#### SOURCE:
^^^^

With Congress searching for ways to reign in the federal deficit, the Congressional Budget Office (CBO) has a suggestion: Change the way offshore profits of multinational companies are taxed.

While biopharma and other multinational companies might chafe at the bit, the CBO noted that moving closer to a purely worldwide corporate tax system that limits or eliminates deferral of U.S. taxes on income earned abroad could boost tax revenues by more than $100 billion over a 10-year period.

However, the agency also recognized that such a move could give firms more of a reason to buck the U.S. and incorporate abroad or be acquired by or merge with foreign companies.

As it is, U.S.-based drugmakers are already paying more in taxes than competitors in other countries.

The average 2011 statutory tax rate among the 33 other members of the Organisation for Economic Co-operation and Development (OECD), when weighted by gross domestic product, was about 19 percent, according to a CBO report released this month.

The highest U.S. corporate tax rate, for annual income exceeding $10 million, is 35 percent. That rate increases to about 39 percent when state and local corporate taxes are added.

^^^^

#### SHORT EXERCISE A:
Write out the passage of the corporate tax article from "However, the agency" up to and including "in other countries.".

^^^^

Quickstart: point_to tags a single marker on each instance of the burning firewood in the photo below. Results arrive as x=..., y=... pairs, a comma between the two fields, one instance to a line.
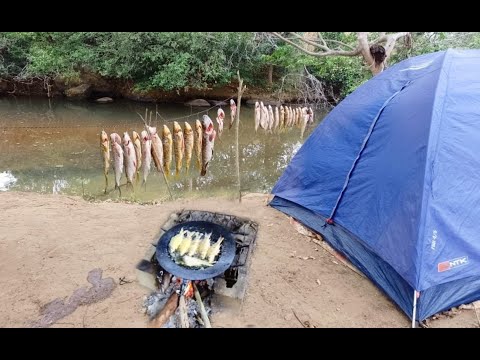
x=182, y=308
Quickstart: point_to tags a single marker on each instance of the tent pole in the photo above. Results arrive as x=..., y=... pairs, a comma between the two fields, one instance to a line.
x=414, y=308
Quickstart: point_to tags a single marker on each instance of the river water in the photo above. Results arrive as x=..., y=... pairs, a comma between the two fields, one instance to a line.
x=52, y=146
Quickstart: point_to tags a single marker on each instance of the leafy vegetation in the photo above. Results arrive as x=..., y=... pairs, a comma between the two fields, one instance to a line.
x=198, y=60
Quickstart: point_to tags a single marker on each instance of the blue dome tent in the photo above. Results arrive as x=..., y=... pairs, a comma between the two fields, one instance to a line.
x=391, y=179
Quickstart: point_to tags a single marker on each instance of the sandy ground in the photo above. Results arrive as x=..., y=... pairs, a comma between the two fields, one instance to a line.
x=49, y=243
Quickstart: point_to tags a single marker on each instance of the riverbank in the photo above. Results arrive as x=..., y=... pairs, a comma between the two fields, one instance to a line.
x=92, y=86
x=49, y=243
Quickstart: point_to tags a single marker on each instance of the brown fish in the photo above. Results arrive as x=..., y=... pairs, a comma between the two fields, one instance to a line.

^^^^

#### SHORT EXERCISE B:
Repeat the records from the line with "the river water" up to and including the final line of the records, keeping the request lines. Multiply every x and y coordinate in the answers by 1.05 and round each to a whole number, with halves rounded up.

#### FULL SOLUTION A:
However, the agency also recognized that such a move could give firms more of a reason to buck the U.S. and incorporate abroad or be acquired by or merge with foreign companies.

As it is, U.S.-based drugmakers are already paying more in taxes than competitors in other countries.

#### FULL SOLUTION B:
Quickstart: point_to tags a single marker on each instance of the river water in the photo above. Results arrive as x=..., y=... pairs, a comma between the two fields, one instance to a line.
x=55, y=153
Quickstart: point_to tags a single marker on each instance of the leafy vegetation in the photo above. Results arrive as x=..., y=... pairs, a comma between the two fields, one instance to a line.
x=208, y=63
Quickstart: point_to tags a single marker on each instance of the blue dome tent in the photo above. Results arrive as x=..., y=... pairs, a comma between the two fields, one instance to a line.
x=411, y=188
Quickstart: point_to tags a single marker on each instance of the sandy ground in the photo above. Results arrive as x=..., y=... pairs, a comma between the two fields, one instance to a line.
x=51, y=255
Quickstart: point_to tags a single marker on each instance of the riverbank in the photo above. Results arrive as x=..., y=... pairs, a comma between the two fields, one instance to a line.
x=97, y=90
x=51, y=255
Quickstart: point_to tags a single marker on each instance of the brown fish in the photo above. Results arrive as x=..., y=... pairs, a comma between the two fields, one instance to a line.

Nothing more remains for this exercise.